>>>>>
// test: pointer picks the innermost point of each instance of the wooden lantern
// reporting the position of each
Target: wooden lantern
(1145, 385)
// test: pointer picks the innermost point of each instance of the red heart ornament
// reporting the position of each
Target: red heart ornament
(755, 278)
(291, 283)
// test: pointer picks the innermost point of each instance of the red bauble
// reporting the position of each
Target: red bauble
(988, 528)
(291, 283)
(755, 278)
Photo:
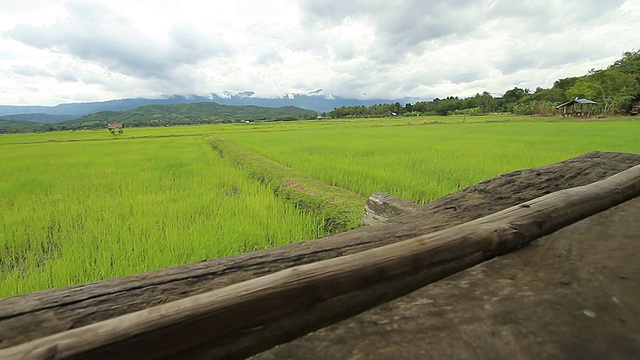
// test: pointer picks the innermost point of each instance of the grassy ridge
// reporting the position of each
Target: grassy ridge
(339, 209)
(83, 211)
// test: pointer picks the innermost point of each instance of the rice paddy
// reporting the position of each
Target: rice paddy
(83, 206)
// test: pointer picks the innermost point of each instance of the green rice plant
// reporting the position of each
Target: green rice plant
(424, 162)
(74, 212)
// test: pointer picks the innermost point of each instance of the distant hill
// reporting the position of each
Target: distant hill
(313, 100)
(184, 114)
(38, 118)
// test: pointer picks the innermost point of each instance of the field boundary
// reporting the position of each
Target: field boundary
(341, 209)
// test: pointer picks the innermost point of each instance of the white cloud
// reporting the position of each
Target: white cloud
(57, 51)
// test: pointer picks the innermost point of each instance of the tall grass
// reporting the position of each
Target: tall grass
(424, 162)
(83, 211)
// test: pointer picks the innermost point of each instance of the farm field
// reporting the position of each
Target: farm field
(424, 162)
(76, 212)
(85, 205)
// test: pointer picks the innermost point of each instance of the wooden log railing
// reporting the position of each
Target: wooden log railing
(250, 316)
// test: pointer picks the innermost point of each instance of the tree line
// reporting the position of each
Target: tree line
(616, 89)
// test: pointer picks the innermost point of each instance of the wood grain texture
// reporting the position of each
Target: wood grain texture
(31, 316)
(238, 313)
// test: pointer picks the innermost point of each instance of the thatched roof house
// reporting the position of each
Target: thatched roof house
(577, 107)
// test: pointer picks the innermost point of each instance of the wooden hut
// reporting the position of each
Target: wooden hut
(115, 128)
(577, 107)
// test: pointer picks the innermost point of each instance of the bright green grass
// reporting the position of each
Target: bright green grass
(76, 212)
(424, 162)
(302, 125)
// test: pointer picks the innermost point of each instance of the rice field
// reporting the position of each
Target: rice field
(83, 206)
(424, 162)
(75, 212)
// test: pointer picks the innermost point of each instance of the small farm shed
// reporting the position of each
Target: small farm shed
(115, 128)
(577, 107)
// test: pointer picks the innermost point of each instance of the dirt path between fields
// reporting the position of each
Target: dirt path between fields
(572, 294)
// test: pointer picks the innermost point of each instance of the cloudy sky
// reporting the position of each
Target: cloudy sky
(56, 51)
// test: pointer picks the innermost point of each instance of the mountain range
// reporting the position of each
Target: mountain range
(314, 101)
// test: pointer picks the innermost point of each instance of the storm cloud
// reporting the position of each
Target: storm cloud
(363, 48)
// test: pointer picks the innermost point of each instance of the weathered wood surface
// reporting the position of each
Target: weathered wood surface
(239, 320)
(382, 208)
(31, 316)
(572, 294)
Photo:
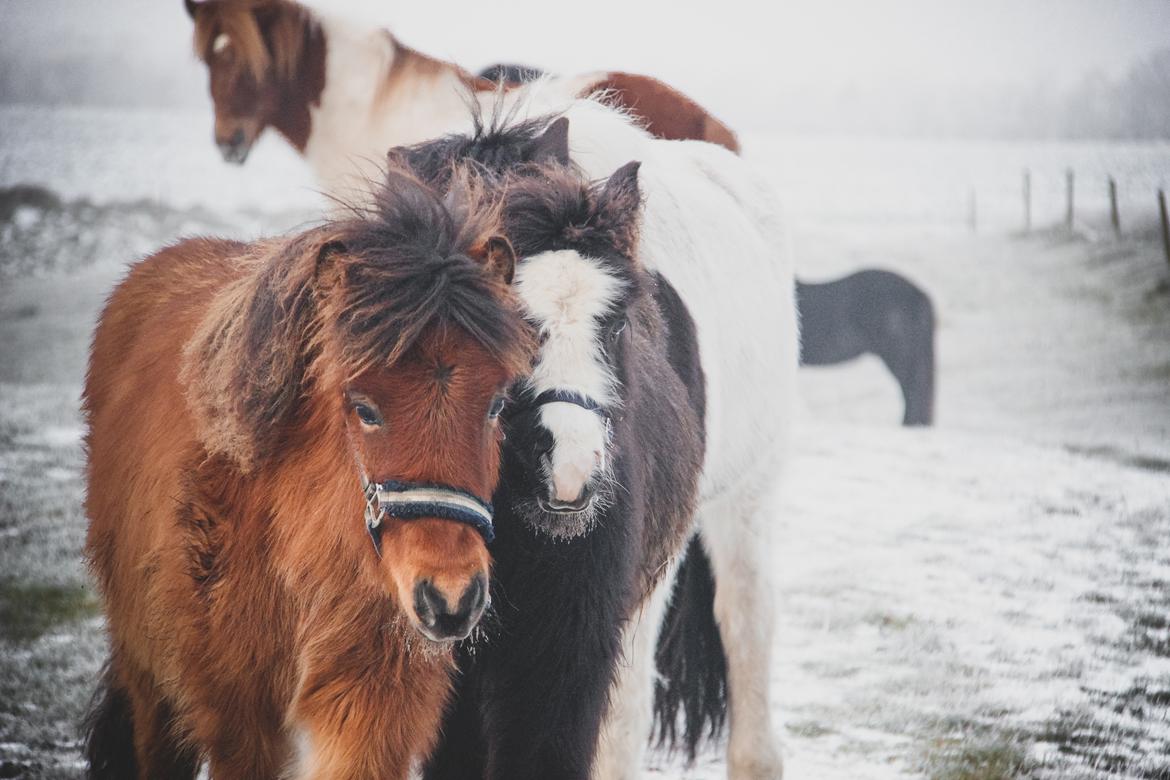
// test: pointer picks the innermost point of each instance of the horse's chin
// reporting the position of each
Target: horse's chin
(561, 526)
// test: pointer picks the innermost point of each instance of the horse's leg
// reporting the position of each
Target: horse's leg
<<<<<
Rewrite all of the records above, substituting "central point" for every occurrence of "innermost point" and keeping everything else the same. Leave the pictures out of your rewritten version.

// test: pointer picks the central point of each instance of the wooden lantern
// reporting the position of each
Target: wooden lantern
(1145, 385)
// test: pointer picks the central point of each instance of the red heart ornament
// reporting the position of each
Target: red heart ornament
(755, 278)
(291, 283)
// test: pointer picks the central point of each instance of the red bauble
// reporting the position of each
Target: red bauble
(988, 528)
(291, 283)
(755, 278)
Photo:
// test: pointer picks the central point of each instance of the grassy ridge
// reporting the position of each
Target: grassy ridge
(339, 209)
(83, 211)
// test: pointer picks the central point of each instance of the rice paddy
// reporting the position of each
Target: rice paddy
(83, 206)
// test: pointer picks the central point of each instance of the green rice plant
// reporting the position of each
Target: green rice plant
(424, 162)
(74, 212)
// test: pointer picks the central point of each instance of the distant hill
// reporting the position of each
Target: distant hill
(313, 100)
(184, 114)
(38, 118)
// test: pointer picks the central point of each instance of the field boundary
// reporting the position of each
Target: field boundary
(341, 209)
// test: pointer picks the central point of each instance of the white cloud
// reporting the position of each
Target: white cloud
(57, 51)
// test: pointer picks the central point of each instance of the tall grass
// reporting the position of each
Target: tall grass
(424, 162)
(83, 211)
// test: pointer picks the central point of each instance of the farm field
// reporting the position of each
Target: farm field
(424, 162)
(76, 212)
(85, 205)
// test: pointer picks the central point of each instance of the wooden log railing
// reporting the position of each
Target: wooden log railing
(250, 316)
// test: pointer picks the central point of each instance of the tree line
// reporting the position of each
Target: tree line
(616, 89)
// test: pointer picks the central point of each instance of the wood grain texture
// reporting the position of each
Target: wood grain texture
(31, 316)
(238, 313)
// test: pointer picks the central point of each instance of the thatched roof house
// reporting the position of each
Target: thatched roof house
(577, 107)
// test: pointer picks the central point of each instance of the wooden hut
// reporting the position of each
Target: wooden hut
(115, 128)
(577, 107)
// test: pointer picks the central point of each instance of the bright green grass
// reporting the position of each
Target: bright green grass
(76, 212)
(424, 162)
(302, 125)
// test: pointer picks the central point of each instance of the rice field
// reporting the position of each
Target: rice field
(83, 206)
(424, 162)
(75, 212)
// test: pointer picks the central point of each instance of the small farm shed
// reporting the position of each
Target: small farm shed
(115, 128)
(577, 107)
// test: pointer picks the central point of each instance of the dirt path between fields
// reporting the position of each
Target: dirt path between fields
(572, 294)
// test: pointer picks the central point of each instance of the cloudy sky
// reporting the position of each
Target: cloudy sky
(56, 51)
// test: pointer picks the central point of each instance of the mountain range
// reporting the position of each
Target: mountain range
(314, 101)
// test: pointer picks the central point of each instance of the storm cloud
// reporting the position of each
Target: storm cloud
(363, 48)
// test: pointer picks the central point of each instance of the weathered wood surface
// reporting the position of each
Target: weathered wood surface
(239, 320)
(382, 208)
(31, 316)
(572, 294)
Photo:
// test: pointer picks the central point of each instance of the horse's chin
// reporting the position of each
Target: horse's chin
(561, 526)
// test: pointer picks the central point of each instance of the horse's leg
// reporting the position of each
Target: horse's leg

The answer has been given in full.